◆ WHAT YOU WILL DO
Pick up the passage on Borel equivalence relations below right after its last sentence and keep writing it.
[START OF SOURCE PASSAGE]
One way to motivate the study of equivalence relations in general is that it can obtain results about ''all possible'' kinds of complete classifications. Many "natural" equivalence relations are $\Sigma^1_1$, but Borel equivalence relations are nevertheless interesting for two reasons:
They are general enough to cover many interesting mathematical phenomena. For example, the orbit equivalence relation of a continuous dynamical system (a continuous $\mathbb{Z}$-action on a Polish space) will be Borel. This is one place where the connection to topology occurs: people already have a put a great deal of effort into studying continuous dynamical systems,.
The restriction to Borel relations allows more detailed results than would be possible otherwise. If we look at arbitrary equivalence relations, there will be no reasonable structure theory because all sorts of set-theoretic pathologies can creep in. But for Borel relations, these pathologies are kept at bay. This allows for results like those described in the first pages of this talk by Hjorth.
One particular way to get a Borel equivalence relation is to make a Borel map that assigns an invariant to each point, so that two points are equivalent if and only if they are sent to the same invariant. The Borelness of the map means that the invariant is, in a certain sense, "concretely obtained" from the point itself. A selection function on the set of equivalence classes, obtained from the axiom of choice, would be one way to obtain a complete invariant, but this invariant can be "arbitrary" in a sense that a Borel-obtained invariant is not.
Theorem 2.2 in the talk I linked above, proved by Silver, is a typical example of a result. It shows that for a Borel equivalence relation, there are two options:
- There is a Borel way to assign a single natural number invariant $n_x$ to each point $x$, so that two points $x,y$ are equivalent if and only if $n_x = n_y$. This is a pretty nice property of the equivalence relation.
[END OF SOURCE PASSAGE]
[START OF RAW RECORDS]
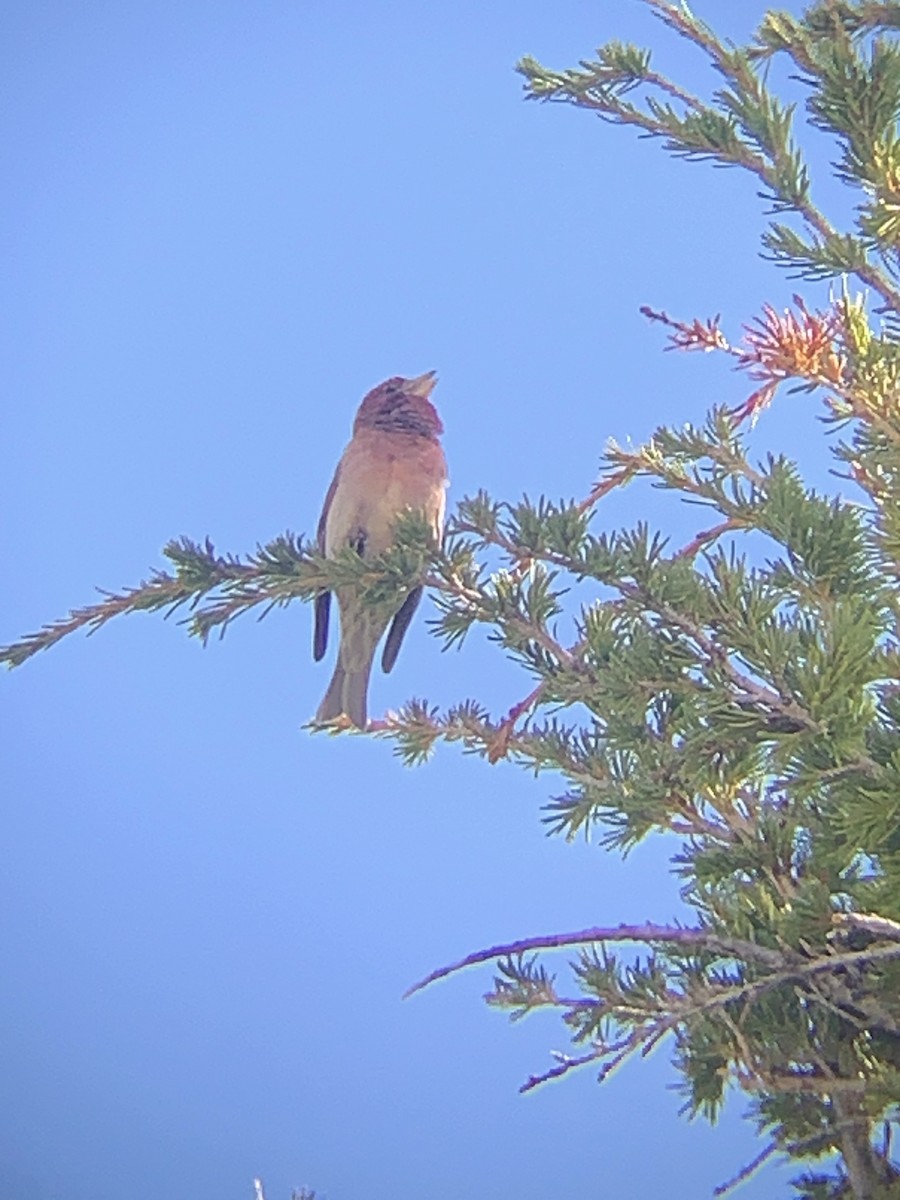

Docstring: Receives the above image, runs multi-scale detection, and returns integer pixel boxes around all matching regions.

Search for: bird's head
[353,371,444,439]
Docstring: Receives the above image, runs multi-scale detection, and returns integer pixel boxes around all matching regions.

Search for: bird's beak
[403,371,438,398]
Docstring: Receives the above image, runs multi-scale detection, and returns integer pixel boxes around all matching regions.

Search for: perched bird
[313,371,448,730]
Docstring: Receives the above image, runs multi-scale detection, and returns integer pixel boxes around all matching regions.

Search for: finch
[313,371,448,730]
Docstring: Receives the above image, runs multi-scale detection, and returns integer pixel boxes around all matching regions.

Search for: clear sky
[0,0,846,1200]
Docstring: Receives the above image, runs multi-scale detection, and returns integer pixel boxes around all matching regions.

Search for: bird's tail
[316,659,372,730]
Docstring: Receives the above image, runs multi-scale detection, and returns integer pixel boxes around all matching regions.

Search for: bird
[313,371,448,730]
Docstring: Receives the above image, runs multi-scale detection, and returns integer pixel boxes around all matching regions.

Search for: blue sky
[0,0,847,1200]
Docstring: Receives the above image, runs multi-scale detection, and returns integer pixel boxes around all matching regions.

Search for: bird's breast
[325,430,446,558]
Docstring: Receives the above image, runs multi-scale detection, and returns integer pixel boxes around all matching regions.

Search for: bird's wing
[382,586,424,673]
[312,464,341,662]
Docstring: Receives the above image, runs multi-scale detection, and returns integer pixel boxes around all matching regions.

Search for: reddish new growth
[641,295,846,425]
[734,295,846,424]
[641,305,731,350]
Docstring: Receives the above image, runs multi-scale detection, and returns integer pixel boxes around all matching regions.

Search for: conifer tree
[1,0,900,1200]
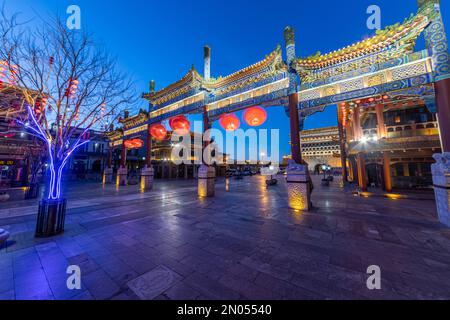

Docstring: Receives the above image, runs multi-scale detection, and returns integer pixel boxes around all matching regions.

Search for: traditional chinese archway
[108,0,450,218]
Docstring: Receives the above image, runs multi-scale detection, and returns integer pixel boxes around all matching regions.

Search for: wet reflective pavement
[0,176,450,299]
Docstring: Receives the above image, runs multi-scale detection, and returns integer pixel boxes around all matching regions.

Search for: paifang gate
[108,0,450,215]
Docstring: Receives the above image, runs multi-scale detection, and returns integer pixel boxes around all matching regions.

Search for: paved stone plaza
[0,176,450,299]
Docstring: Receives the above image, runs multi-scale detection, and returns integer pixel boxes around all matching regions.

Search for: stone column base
[286,163,312,211]
[431,152,450,227]
[198,164,216,197]
[0,229,9,246]
[141,166,154,191]
[116,167,128,186]
[103,168,113,184]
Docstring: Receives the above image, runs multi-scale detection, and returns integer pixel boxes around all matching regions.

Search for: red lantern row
[123,138,144,149]
[150,123,167,141]
[219,113,241,131]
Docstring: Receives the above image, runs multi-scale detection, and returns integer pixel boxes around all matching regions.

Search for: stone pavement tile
[183,272,240,300]
[158,255,195,278]
[14,268,47,288]
[164,282,200,300]
[68,253,99,276]
[219,274,281,300]
[70,290,94,300]
[255,273,325,300]
[0,276,14,292]
[47,273,86,300]
[290,274,365,300]
[15,281,54,300]
[119,254,157,275]
[0,290,16,300]
[81,269,120,300]
[128,265,182,300]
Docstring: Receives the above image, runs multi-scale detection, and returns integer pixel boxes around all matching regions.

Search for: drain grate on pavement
[128,265,182,300]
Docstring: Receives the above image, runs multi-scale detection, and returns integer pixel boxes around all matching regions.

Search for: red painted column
[202,107,211,164]
[145,127,152,168]
[108,146,112,168]
[289,93,302,164]
[338,110,348,183]
[435,79,450,152]
[356,153,367,191]
[375,104,386,139]
[120,143,127,168]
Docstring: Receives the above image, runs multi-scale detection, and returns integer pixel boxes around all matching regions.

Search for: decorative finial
[203,45,211,80]
[203,45,211,59]
[417,0,441,9]
[284,26,295,46]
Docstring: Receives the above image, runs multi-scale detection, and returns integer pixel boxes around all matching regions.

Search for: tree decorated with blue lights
[0,10,136,201]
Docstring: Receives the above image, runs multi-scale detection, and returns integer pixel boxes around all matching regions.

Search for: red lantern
[132,139,144,149]
[123,140,133,149]
[219,113,241,131]
[150,123,167,141]
[244,107,267,127]
[169,115,191,135]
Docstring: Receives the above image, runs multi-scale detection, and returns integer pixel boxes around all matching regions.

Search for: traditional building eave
[294,8,431,73]
[119,110,148,129]
[148,66,203,105]
[105,128,123,141]
[204,46,287,94]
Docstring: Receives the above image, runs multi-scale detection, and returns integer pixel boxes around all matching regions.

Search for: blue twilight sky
[0,0,450,160]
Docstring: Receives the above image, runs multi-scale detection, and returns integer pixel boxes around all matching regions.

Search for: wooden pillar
[145,128,152,167]
[338,109,348,183]
[356,152,367,191]
[418,0,450,153]
[403,162,410,177]
[289,93,302,164]
[348,157,355,181]
[383,152,392,192]
[352,106,363,141]
[375,104,386,139]
[120,144,127,168]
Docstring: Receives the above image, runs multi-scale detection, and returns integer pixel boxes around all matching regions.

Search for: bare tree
[0,10,137,200]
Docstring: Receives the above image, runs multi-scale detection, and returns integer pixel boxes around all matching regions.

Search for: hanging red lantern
[244,107,267,127]
[150,123,167,141]
[169,115,191,135]
[219,113,241,131]
[131,138,144,149]
[123,140,133,149]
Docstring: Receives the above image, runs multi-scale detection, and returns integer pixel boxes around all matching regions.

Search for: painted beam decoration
[116,0,450,139]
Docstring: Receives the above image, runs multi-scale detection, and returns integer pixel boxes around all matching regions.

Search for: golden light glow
[386,193,402,200]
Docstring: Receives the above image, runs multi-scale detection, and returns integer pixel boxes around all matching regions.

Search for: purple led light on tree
[0,8,137,236]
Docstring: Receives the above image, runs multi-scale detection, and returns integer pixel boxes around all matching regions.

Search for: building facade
[300,127,342,171]
[339,96,441,191]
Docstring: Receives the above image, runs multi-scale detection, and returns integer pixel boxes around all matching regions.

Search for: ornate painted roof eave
[203,45,287,91]
[119,109,148,129]
[105,128,123,141]
[293,7,433,73]
[148,66,204,105]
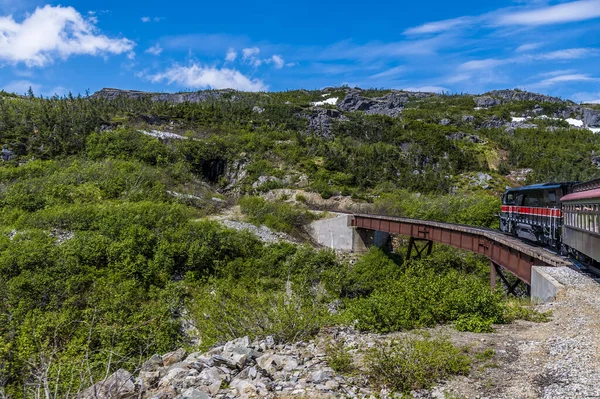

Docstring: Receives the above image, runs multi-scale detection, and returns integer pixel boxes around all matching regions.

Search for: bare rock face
[162,348,187,366]
[304,108,348,138]
[583,108,600,127]
[77,369,135,399]
[338,90,436,117]
[473,96,502,108]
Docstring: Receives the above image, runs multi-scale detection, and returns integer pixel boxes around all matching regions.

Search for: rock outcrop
[92,88,242,104]
[338,90,436,116]
[106,337,375,399]
[485,90,572,104]
[303,108,348,138]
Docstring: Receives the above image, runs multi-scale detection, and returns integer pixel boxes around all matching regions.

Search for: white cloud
[146,43,162,55]
[515,43,543,53]
[531,73,600,87]
[536,48,598,60]
[242,47,263,67]
[460,58,506,71]
[496,0,600,26]
[370,66,406,79]
[271,55,285,69]
[242,47,260,60]
[404,0,600,35]
[0,5,135,67]
[460,48,600,71]
[2,80,42,95]
[225,48,237,62]
[146,64,267,91]
[404,17,476,35]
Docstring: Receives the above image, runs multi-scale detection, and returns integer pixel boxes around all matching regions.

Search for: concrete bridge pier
[308,214,390,252]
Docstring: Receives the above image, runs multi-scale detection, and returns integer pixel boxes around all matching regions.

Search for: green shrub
[454,314,494,333]
[342,247,401,298]
[365,336,471,394]
[190,281,329,348]
[345,259,505,333]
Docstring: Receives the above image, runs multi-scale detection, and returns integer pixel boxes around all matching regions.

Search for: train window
[523,192,542,207]
[504,193,515,205]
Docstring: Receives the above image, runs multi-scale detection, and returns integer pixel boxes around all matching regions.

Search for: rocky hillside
[0,87,600,399]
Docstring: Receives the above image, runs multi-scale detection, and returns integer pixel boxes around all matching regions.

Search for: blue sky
[0,0,600,102]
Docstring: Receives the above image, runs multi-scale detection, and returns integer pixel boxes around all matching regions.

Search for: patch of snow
[312,97,338,107]
[565,118,583,127]
[138,130,187,140]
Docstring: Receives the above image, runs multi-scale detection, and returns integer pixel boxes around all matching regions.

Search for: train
[500,179,600,274]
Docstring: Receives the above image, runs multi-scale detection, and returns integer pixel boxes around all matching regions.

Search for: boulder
[199,367,226,385]
[301,108,348,138]
[223,336,252,352]
[446,132,483,144]
[311,370,331,384]
[141,355,164,371]
[162,348,187,366]
[76,369,135,399]
[229,378,256,395]
[473,96,502,108]
[177,388,210,399]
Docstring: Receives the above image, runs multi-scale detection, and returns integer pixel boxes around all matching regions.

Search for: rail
[352,214,571,290]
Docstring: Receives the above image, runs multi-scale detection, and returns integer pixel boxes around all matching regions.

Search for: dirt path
[436,269,600,399]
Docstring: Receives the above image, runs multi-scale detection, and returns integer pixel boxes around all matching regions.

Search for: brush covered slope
[0,87,600,399]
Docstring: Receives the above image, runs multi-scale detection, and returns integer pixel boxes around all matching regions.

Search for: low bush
[190,280,330,348]
[365,336,471,394]
[345,259,505,333]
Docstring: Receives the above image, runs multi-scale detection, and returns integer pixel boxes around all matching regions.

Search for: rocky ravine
[78,268,600,399]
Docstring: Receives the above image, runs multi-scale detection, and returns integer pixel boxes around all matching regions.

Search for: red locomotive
[500,179,600,272]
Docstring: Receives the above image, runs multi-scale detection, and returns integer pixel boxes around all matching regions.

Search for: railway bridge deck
[351,214,572,293]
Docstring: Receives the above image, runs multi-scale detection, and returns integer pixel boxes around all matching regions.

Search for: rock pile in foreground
[78,337,372,399]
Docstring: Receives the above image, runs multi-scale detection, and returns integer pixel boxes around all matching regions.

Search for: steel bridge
[352,214,572,294]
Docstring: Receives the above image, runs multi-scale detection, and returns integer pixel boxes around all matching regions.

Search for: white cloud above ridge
[515,43,544,53]
[402,86,450,93]
[0,5,135,67]
[270,54,285,69]
[496,0,600,26]
[459,48,600,71]
[404,0,600,35]
[2,80,42,94]
[225,48,237,62]
[145,63,268,91]
[529,73,600,88]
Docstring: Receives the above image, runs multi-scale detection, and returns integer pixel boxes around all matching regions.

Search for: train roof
[506,182,573,192]
[560,188,600,202]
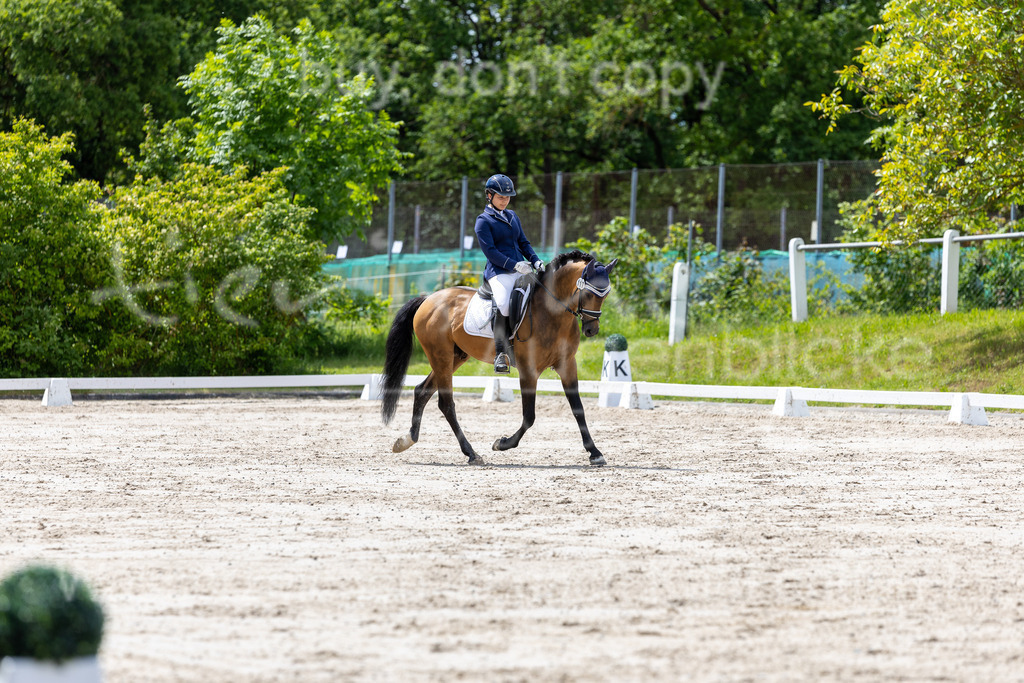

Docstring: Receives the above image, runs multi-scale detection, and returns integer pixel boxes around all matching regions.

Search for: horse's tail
[381,295,427,425]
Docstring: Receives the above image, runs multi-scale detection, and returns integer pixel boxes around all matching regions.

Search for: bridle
[515,259,611,342]
[573,278,611,323]
[537,266,611,323]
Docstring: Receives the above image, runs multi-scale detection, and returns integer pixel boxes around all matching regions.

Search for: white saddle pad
[462,287,532,339]
[462,292,495,339]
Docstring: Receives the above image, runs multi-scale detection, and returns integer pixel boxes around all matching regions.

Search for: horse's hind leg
[437,382,484,465]
[391,373,437,453]
[490,367,538,451]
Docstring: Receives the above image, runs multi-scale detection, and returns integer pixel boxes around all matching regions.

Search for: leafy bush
[839,200,941,313]
[959,229,1024,308]
[690,249,790,324]
[95,164,326,375]
[0,120,111,377]
[0,566,103,663]
[566,216,665,314]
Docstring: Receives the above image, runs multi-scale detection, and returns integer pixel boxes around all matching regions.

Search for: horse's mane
[541,249,594,278]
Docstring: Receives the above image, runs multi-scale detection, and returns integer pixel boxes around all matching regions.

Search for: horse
[381,251,618,467]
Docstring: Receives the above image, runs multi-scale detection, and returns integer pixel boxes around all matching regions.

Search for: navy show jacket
[473,206,541,280]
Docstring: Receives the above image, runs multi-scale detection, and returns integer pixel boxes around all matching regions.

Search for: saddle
[463,275,534,345]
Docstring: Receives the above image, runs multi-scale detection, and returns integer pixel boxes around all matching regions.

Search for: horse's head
[575,258,618,337]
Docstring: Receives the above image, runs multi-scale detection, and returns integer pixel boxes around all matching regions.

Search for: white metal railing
[0,374,1024,425]
[790,229,1024,323]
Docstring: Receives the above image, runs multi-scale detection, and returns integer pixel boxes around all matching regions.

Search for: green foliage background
[0,566,104,663]
[0,121,111,377]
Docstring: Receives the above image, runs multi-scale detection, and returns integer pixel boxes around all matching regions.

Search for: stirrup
[495,353,509,375]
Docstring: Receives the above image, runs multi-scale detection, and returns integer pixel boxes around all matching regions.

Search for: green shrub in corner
[0,120,111,377]
[0,566,103,664]
[95,164,326,375]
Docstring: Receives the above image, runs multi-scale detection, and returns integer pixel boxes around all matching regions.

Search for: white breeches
[487,272,519,315]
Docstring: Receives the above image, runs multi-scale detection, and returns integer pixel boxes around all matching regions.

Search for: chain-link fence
[337,161,878,258]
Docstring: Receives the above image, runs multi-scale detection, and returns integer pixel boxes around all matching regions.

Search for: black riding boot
[495,311,509,375]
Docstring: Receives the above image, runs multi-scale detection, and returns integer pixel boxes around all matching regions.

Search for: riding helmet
[483,173,515,197]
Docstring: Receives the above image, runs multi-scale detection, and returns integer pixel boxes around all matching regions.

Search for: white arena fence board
[0,374,1024,411]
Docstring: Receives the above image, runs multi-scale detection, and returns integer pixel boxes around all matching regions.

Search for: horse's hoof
[391,434,416,453]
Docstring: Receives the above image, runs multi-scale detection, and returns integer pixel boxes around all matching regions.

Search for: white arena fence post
[949,393,988,427]
[618,382,654,411]
[597,335,633,408]
[790,238,807,323]
[43,379,72,408]
[483,377,513,403]
[669,261,690,345]
[939,228,959,315]
[771,388,811,418]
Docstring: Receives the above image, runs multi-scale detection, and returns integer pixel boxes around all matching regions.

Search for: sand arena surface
[0,395,1024,683]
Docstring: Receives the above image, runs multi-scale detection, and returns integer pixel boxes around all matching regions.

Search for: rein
[515,268,611,342]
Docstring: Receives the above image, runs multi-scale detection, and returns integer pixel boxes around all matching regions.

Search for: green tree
[316,0,879,178]
[169,15,401,240]
[93,164,325,375]
[811,0,1024,240]
[0,120,111,377]
[0,0,312,181]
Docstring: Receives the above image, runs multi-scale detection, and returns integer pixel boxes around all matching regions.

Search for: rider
[473,173,544,373]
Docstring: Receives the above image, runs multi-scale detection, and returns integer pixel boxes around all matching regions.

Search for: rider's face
[490,195,512,211]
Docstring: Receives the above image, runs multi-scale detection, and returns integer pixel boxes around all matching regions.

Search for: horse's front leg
[555,358,607,467]
[492,368,538,451]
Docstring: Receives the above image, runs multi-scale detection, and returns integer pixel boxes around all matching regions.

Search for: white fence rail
[0,374,1024,425]
[790,229,1024,323]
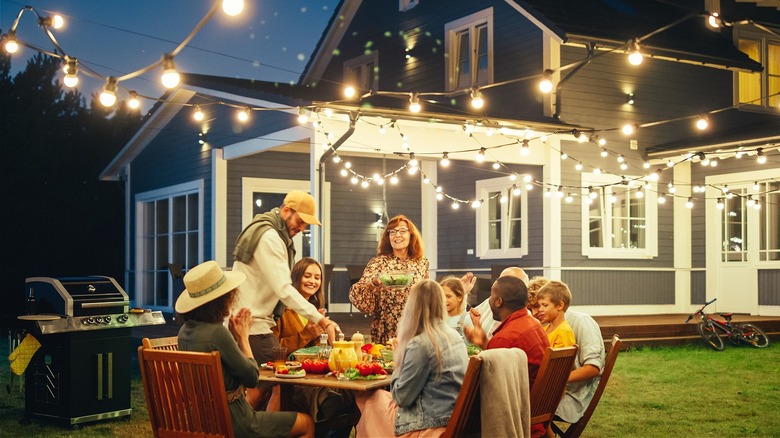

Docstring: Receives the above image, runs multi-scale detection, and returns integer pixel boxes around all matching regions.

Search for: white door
[706,170,778,315]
[END OF RAW RECORDS]
◆ OUTPUT BELOW
- There is a Borel map $f$ of real numbers into the space such that for all reals $s$ and $t$, $s = t$ if and only if $f(s)$ is equivalent to $f(t)$. These relations are, in some sense, "complicated".
Theorem 2.3 in Hjorth's paper, by Harrison, Kechris, and Louveau, is a significant extension of Silver's result, which divides case 2 into two subcases. Theorems such as these would not be possible in the "general equivalence relation" case - the restriction to Borel equivalence relations is vital.
This paper by Louveau and this paper by Hjorth also have quite a bit of motivation at the beginning.
The other reason that Borel, analytic, and coanalytic relations are so well studied is that they can be attacked by "effective" methods, which use theorems and methods of computability theory to obtain results in descriptive set theory. The computability methods quickly break down at higher levels of the projective hierarchy (where they must be replaced with set-theoretic methods, when possible).
The Borel pointclass are very well-behaved and simple sets; however, in my opinion, I would not called them the intuitively "definable, constructible, or computable" subsets of Polish Spaces.
A set is definable usually means the set is defined or "carved out" by some formula. Borel subsets are definable, but they are not all the definable sets.
In descriptive set theory, the bold-faced $\Sigma_1^0$ sets are all the open subsets of any polish space. If $U$ is an open subset of a polish space $X$, let $U(x)$ be the unary predicate such that $U(x) \Leftrightarrow x \in U$. A set $F$ of a Polish Space $X$ is Boldface $\Pi_1^0$ if and only if there exists a $\Sigma_1^0$ $U$ such that $F = \{x \in X : \neg U(x)\}$. In general, a subset $W$ of a perfect polish space $X$ is boldface $\Sigma_{n + 1}^0$ if there is a $\Pi_1^n$ subset $V$ of $X \times \omega$, such that $W = \{x \in X : (\exists k)(V(x,k))\}$. $W$ is boldface $\Pi_{n + 1}^0$ if and only if there is a $\Sigma_{n + 1}^0$ set $V$ such that $W = \{x : \neg V(x)\}$. In the usual way, you can extend the indices through the countable ordinals. Then the Borel pointclass is $\bigcup_{\eta < \omega_1} \Sigma_{\eta}^0$. Using some basic logic, you can see that the $\Sigma$ and $\Pi$ hierarchy come from the certain number of alternation of quantifiers on $\omega$.
However, if you think of quantifiers on $\omega$ as number quantifers, then you may consider set quantifiers next. Let $\omega^\omega$ denote Baire Space. $W$ subset of a polish space $X$ is analytic if there exists a closed subset $F$ of $X \times \omega^\omega$ such that $W = \{x \in X: (\exists \alpha)(F(x,\alpha))\}$, where $\alpha$ ranges over $\omega^\omega$. Let $\Sigma_1^1$ denote the collection of analytic subsets of polish spaces. In a similar way as to the Borel Collection, you can define $\Pi_\eta^1$ and $\Sigma_\eta^1$. These form the projective sets. Clearly these are also definable; and, by some basic logics results, they correspond to alternations of function quantifers.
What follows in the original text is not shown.